Records supplied:
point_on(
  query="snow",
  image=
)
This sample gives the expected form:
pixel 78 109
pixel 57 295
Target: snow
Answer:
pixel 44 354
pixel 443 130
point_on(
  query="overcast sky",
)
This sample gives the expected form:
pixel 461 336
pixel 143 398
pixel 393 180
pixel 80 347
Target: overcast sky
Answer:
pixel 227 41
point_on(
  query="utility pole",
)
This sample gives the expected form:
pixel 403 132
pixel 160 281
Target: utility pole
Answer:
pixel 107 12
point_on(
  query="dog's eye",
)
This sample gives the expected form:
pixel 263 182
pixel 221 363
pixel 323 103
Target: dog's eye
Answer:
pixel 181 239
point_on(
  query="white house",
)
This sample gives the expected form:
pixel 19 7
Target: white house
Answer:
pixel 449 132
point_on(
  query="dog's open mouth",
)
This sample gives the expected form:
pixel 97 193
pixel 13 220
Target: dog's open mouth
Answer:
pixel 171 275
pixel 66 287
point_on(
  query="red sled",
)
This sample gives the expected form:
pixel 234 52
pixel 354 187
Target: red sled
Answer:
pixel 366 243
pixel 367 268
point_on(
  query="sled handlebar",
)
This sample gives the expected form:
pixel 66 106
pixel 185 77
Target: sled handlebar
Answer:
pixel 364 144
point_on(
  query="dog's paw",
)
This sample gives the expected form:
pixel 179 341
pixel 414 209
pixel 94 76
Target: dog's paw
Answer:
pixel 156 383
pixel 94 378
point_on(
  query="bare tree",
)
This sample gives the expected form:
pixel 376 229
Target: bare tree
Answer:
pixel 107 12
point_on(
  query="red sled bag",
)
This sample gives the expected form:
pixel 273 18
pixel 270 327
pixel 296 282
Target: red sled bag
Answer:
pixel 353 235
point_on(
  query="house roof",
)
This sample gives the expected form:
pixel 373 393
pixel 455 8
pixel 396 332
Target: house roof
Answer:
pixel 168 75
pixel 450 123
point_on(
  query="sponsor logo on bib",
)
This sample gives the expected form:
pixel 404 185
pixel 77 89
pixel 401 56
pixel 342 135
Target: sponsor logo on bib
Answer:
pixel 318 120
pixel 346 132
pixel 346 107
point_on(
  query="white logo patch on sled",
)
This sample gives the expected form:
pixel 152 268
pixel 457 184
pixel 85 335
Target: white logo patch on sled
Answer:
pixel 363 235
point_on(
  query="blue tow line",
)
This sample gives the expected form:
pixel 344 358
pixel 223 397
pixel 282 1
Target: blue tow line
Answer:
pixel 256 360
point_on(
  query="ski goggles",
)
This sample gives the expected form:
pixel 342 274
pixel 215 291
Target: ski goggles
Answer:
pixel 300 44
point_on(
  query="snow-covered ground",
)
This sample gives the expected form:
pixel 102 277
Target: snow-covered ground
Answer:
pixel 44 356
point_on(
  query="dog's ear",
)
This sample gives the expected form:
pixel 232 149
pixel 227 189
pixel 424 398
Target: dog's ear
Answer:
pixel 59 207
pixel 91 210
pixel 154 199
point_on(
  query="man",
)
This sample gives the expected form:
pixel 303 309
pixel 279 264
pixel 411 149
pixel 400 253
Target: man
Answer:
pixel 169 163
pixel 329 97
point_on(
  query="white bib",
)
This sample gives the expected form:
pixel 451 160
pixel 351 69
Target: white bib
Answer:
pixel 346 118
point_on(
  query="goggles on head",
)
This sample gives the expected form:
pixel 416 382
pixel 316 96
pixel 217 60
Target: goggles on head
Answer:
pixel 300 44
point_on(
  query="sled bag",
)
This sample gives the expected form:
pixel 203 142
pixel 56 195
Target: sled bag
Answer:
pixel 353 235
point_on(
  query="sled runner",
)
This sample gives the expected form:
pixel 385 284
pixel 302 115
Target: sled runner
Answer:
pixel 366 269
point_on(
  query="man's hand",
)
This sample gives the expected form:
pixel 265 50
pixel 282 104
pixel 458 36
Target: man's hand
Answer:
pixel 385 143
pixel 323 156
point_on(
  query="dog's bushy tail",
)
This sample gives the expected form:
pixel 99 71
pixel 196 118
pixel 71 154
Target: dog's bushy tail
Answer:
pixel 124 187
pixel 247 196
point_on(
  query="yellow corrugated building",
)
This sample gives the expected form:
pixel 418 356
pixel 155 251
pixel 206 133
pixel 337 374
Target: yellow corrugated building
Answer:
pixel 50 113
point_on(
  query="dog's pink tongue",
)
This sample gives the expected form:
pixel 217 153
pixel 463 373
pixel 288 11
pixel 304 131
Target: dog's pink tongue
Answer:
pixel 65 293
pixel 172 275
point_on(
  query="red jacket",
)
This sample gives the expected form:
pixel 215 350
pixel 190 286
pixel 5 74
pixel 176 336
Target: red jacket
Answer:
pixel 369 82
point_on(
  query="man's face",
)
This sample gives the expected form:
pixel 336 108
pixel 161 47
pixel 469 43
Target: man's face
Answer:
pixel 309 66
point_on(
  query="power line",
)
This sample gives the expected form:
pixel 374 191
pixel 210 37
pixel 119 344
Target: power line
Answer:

Your task: Retype only the stretch of lines above starting at the one with "pixel 179 341" and stopping at the one with "pixel 344 358", exactly as written, with both kept.

Exercise output:
pixel 179 341
pixel 414 209
pixel 94 76
Target: dog's paw
Answer:
pixel 156 383
pixel 94 378
point_on(
  query="bare tree",
)
This sample gives the expected form:
pixel 376 229
Target: bare tree
Answer:
pixel 107 12
point_on(
  query="red sled bag",
)
This sample gives the expected form:
pixel 273 18
pixel 270 327
pixel 296 282
Target: red sled bag
Answer:
pixel 353 235
point_on(
  query="house roof",
)
This sample gives the expected form:
pixel 373 393
pixel 455 8
pixel 396 332
Target: house roof
Answer:
pixel 168 75
pixel 450 123
point_on(
  query="sponsor logo on bib",
)
This sample gives the expected form:
pixel 404 185
pixel 77 89
pixel 401 56
pixel 342 135
Target: sponsor logo on bib
Answer:
pixel 318 120
pixel 346 132
pixel 346 107
point_on(
  query="white logo patch on sled",
)
This sample gives the expected form:
pixel 152 268
pixel 457 184
pixel 85 335
Target: white logo patch on sled
Answer:
pixel 363 235
point_on(
  query="blue tow line",
)
This sample gives the expected form:
pixel 344 358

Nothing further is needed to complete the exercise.